◆ **DATASET RECORDS**
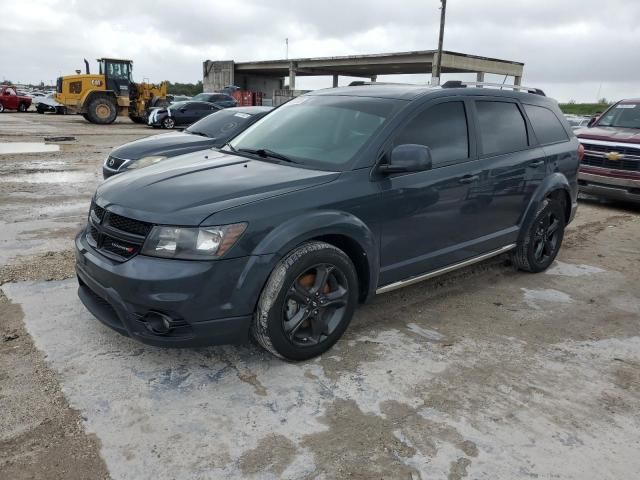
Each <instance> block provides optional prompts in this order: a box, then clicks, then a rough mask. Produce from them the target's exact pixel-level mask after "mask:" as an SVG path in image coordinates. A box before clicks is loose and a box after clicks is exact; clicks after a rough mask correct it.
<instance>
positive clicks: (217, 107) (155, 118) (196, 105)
mask: <svg viewBox="0 0 640 480" xmlns="http://www.w3.org/2000/svg"><path fill="white" fill-rule="evenodd" d="M218 110H222V107H220V106H218V105H215V104H213V103H209V102H194V101H192V100H189V101H187V102H176V103H172V104H171V105H169V106H168V107H164V108H156V109H155V110H152V111H151V113H150V114H149V120H148V121H147V123H148V124H149V125H151V126H152V127H155V128H160V127H162V128H168V129H171V128H174V127H179V126H184V125H191V124H192V123H194V122H197V121H198V120H201V119H203V118H204V117H206V116H207V115H211V114H212V113H213V112H217V111H218Z"/></svg>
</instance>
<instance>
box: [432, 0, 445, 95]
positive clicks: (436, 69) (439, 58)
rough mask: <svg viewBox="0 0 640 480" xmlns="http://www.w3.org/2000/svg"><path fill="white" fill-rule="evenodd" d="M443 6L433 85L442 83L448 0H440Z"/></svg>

◆ **WHAT YOU SHOULD DO**
Exactly as written, copy out the listing, but without any pictures.

◆ **TASK ANSWER**
Each <instance> block provides optional prompts in this order: a box, then clicks, then a rough mask. Produce from them the target's exact pixel-level mask after "mask:" as an SVG path in image coordinates. A box before clicks is loose and a box after clicks is exact; clicks after a rough mask correct it.
<instance>
positive clicks: (217, 107) (155, 118) (196, 105)
mask: <svg viewBox="0 0 640 480" xmlns="http://www.w3.org/2000/svg"><path fill="white" fill-rule="evenodd" d="M218 110H222V107H220V106H218V105H215V104H213V103H209V102H194V101H192V100H189V101H187V102H176V103H172V104H171V105H169V106H168V107H164V108H156V109H155V110H152V111H151V113H150V114H149V120H148V121H147V123H148V124H149V125H151V126H152V127H155V128H160V127H162V128H168V129H171V128H174V127H179V126H184V125H191V124H192V123H194V122H197V121H198V120H201V119H203V118H204V117H206V116H207V115H211V114H212V113H213V112H217V111H218Z"/></svg>
</instance>
<instance>
box: [432, 0, 445, 95]
positive clicks: (436, 69) (439, 58)
rough mask: <svg viewBox="0 0 640 480" xmlns="http://www.w3.org/2000/svg"><path fill="white" fill-rule="evenodd" d="M443 6L433 85L442 83L448 0H440Z"/></svg>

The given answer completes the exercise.